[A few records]
BEGIN

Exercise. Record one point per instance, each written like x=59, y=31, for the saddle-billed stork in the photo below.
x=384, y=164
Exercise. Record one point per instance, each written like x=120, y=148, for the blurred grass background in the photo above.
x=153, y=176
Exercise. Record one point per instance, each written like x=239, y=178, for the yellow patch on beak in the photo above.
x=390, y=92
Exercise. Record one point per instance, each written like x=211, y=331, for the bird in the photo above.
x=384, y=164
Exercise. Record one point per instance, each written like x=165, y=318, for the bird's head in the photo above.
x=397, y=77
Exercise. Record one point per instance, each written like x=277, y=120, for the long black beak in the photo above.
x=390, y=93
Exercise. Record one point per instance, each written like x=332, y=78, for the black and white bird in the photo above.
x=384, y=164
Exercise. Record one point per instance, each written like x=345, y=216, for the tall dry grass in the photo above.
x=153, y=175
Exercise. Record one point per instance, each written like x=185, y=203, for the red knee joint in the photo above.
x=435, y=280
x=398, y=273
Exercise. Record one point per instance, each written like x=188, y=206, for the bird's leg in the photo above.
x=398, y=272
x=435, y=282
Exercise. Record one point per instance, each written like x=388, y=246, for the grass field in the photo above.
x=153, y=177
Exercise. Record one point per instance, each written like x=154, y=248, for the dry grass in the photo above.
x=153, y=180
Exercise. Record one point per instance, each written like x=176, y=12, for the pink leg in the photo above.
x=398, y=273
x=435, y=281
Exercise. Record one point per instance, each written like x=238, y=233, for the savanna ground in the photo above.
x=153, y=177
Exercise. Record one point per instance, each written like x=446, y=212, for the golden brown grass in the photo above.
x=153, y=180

END

§ What is being asked
Please quote all of the records above word for word.

§ Written answer
Exercise. Record one point per instance, each written like x=59, y=31, for the saddle-billed stork in the photo below.
x=384, y=164
Exercise. Record one point per instance, each written like x=120, y=148, for the blurred grass background in the photo above.
x=153, y=176
Exercise. Record one point per instance, each written like x=239, y=178, for the yellow patch on beak in the photo above.
x=390, y=92
Exercise. Record one point per instance, each written like x=211, y=331, for the bird in the photo above.
x=384, y=164
Exercise. Record one point per instance, each written like x=165, y=318, for the bird's head in the photo above.
x=397, y=77
Exercise. Record one point per instance, each written like x=277, y=120, for the long black beak in the photo above.
x=390, y=93
Exercise. Record one point per instance, each written like x=332, y=78, for the black and white bird in the photo above.
x=384, y=164
Exercise. Record one point per instance, each written like x=345, y=216, for the tall dry grass in the photo above.
x=153, y=175
Exercise. Record one point per instance, each written like x=185, y=203, for the red knee joint in the photo above.
x=435, y=280
x=398, y=273
Exercise. Record one point per instance, each written like x=188, y=206, for the bird's leg in the photo above.
x=398, y=272
x=435, y=282
Exercise. Record one point per instance, each written like x=388, y=246, for the grass field in the photo above.
x=153, y=177
Exercise. Record one point per instance, each written like x=154, y=248, for the dry grass in the photo above.
x=153, y=180
Exercise. Record one point per instance, each written like x=176, y=12, for the pink leg in the photo above.
x=398, y=273
x=435, y=281
Exercise. Record one point per instance, each written like x=238, y=233, for the savanna ground in the photo above.
x=153, y=177
Exercise. Record one point per instance, each written like x=446, y=212, for the golden brown grass in the photo above.
x=153, y=180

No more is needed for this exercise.